- **TASK ITEM A**
Reproduce the passage of the Express and EJS Q&A below word for word, from "what's the difference" up to and including "you give it.".

------ TEXT PROVIDED ------

Is there anything wrong with using a lot a routes like this? Should change something to optimize the rendering of my pages?

Nothing technically wrong with it. Many plain res.sendFile() routes can probably be replaced with a single express.static() middleware statement to simplify your code.

Lots of res.render() routes that don't pass any customized data to EJS can also probably be replaced by a single middleware that handles either a whole directory of template files (and their corresponding routes) or a list of files. That would be a lot more DRY than spelling out each route separately.

As I said before, I'm using .ejs on most of the pages, and most of them have the same header.ejs and footer.ejs. Every time I change pages that have the same header/footer, do they get loaded again, or since they are using the same header/footer files the server only requests the content in between?

EJS caches templates in memory (unless you disable caching) so the header and footer templates won't get loaded over and over again from disk.

what's the difference between using res.render and res.send?

These are fully covered in the documentation. In a nutshell, res.render() supports your template engine and local data to feed to the template engine to allow it to add data to the template. res.send() just sends the raw content you give it.

Should I be using a different syntax: const express = require('express'); & const app = express(); instead of var express = require('express'); & var app = express();

It is considered a good practice to use const whenever the variable you are declaring should get its initial value and not be assigned to again. In addition to some coding safety, this also can sometimes allow the interpreter to do more optimizations when using the variable (since its value can't be changed).

------ DATA EXTRACT ------

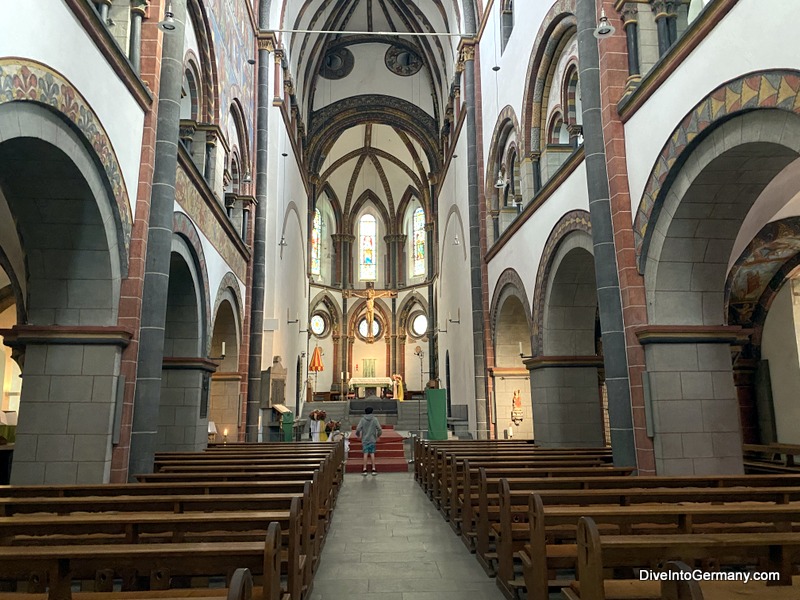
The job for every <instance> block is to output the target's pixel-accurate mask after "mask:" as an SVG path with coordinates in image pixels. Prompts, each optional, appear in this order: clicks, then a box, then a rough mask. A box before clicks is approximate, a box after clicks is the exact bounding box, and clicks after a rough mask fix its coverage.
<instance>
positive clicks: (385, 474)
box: [311, 473, 503, 600]
mask: <svg viewBox="0 0 800 600" xmlns="http://www.w3.org/2000/svg"><path fill="white" fill-rule="evenodd" d="M342 599H346V600H465V599H469V600H502V599H503V595H502V594H501V593H500V590H498V589H497V587H496V585H495V582H494V579H491V578H489V577H487V576H486V574H485V573H484V572H483V569H482V568H481V566H480V565H479V564H478V561H477V560H476V559H475V556H474V555H473V554H470V553H469V551H468V550H467V548H466V547H465V546H464V544H463V543H462V542H461V540H460V539H459V538H458V537H457V536H456V535H455V533H453V530H452V529H450V526H449V525H448V524H447V522H446V521H445V520H444V518H443V517H442V515H441V514H440V513H439V512H438V511H437V510H436V509H435V508H434V506H433V504H432V503H431V501H430V500H429V499H428V498H427V497H426V496H425V494H423V493H422V490H421V489H420V487H419V486H418V485H417V484H416V482H415V481H414V477H413V475H412V474H411V473H383V474H379V475H378V476H377V477H372V476H371V475H370V476H367V477H363V476H362V475H360V474H347V475H345V479H344V485H343V486H342V490H341V491H340V493H339V498H338V500H337V502H336V508H335V510H334V516H333V523H332V524H331V528H330V530H329V532H328V537H327V539H326V542H325V548H324V549H323V551H322V557H321V561H320V566H319V569H318V570H317V573H316V575H315V577H314V589H313V592H312V594H311V600H342Z"/></svg>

------

- **TASK ITEM B**
Quote every line of the records above verbatim, leaving out the pictures.

- **YOUR SOLUTION A**
what's the difference between using res.render and res.send?

These are fully covered in the documentation. In a nutshell, res.render() supports your template engine and local data to feed to the template engine to allow it to add data to the template. res.send() just sends the raw content you give it.

- **YOUR SOLUTION B**
The job for every <instance> block is to output the target's pixel-accurate mask after "mask:" as an SVG path with coordinates in image pixels. Prompts, each optional, appear in this order: clicks, then a box, then a rough mask. A box before clicks is approximate, a box after clicks is the exact bounding box, and clicks after a rough mask fix its coverage.
<instance>
positive clicks: (385, 474)
box: [311, 473, 503, 600]
mask: <svg viewBox="0 0 800 600" xmlns="http://www.w3.org/2000/svg"><path fill="white" fill-rule="evenodd" d="M342 599H346V600H465V599H469V600H502V599H503V595H502V594H501V593H500V590H498V589H497V587H496V585H495V582H494V579H491V578H489V577H487V576H486V574H485V573H484V572H483V569H482V568H481V566H480V565H479V564H478V561H477V560H476V559H475V556H474V555H473V554H470V553H469V551H468V550H467V548H466V547H465V546H464V544H463V543H462V542H461V540H460V539H459V538H458V537H457V536H456V535H455V533H453V530H452V529H450V526H449V525H448V524H447V522H446V521H445V520H444V518H443V517H442V515H441V514H440V513H439V512H438V511H437V510H436V509H435V508H434V506H433V504H432V503H431V501H430V500H429V499H428V498H427V497H426V496H425V494H423V493H422V490H421V489H420V487H419V486H418V485H417V484H416V482H415V481H414V477H413V475H412V474H411V473H383V474H379V475H378V476H377V477H372V476H371V475H370V476H367V477H363V476H362V475H360V474H347V475H345V479H344V485H343V486H342V490H341V491H340V493H339V498H338V500H337V502H336V508H335V510H334V516H333V523H332V524H331V528H330V530H329V532H328V537H327V539H326V542H325V548H324V549H323V551H322V557H321V561H320V566H319V569H318V570H317V573H316V575H315V577H314V589H313V592H312V594H311V600H342Z"/></svg>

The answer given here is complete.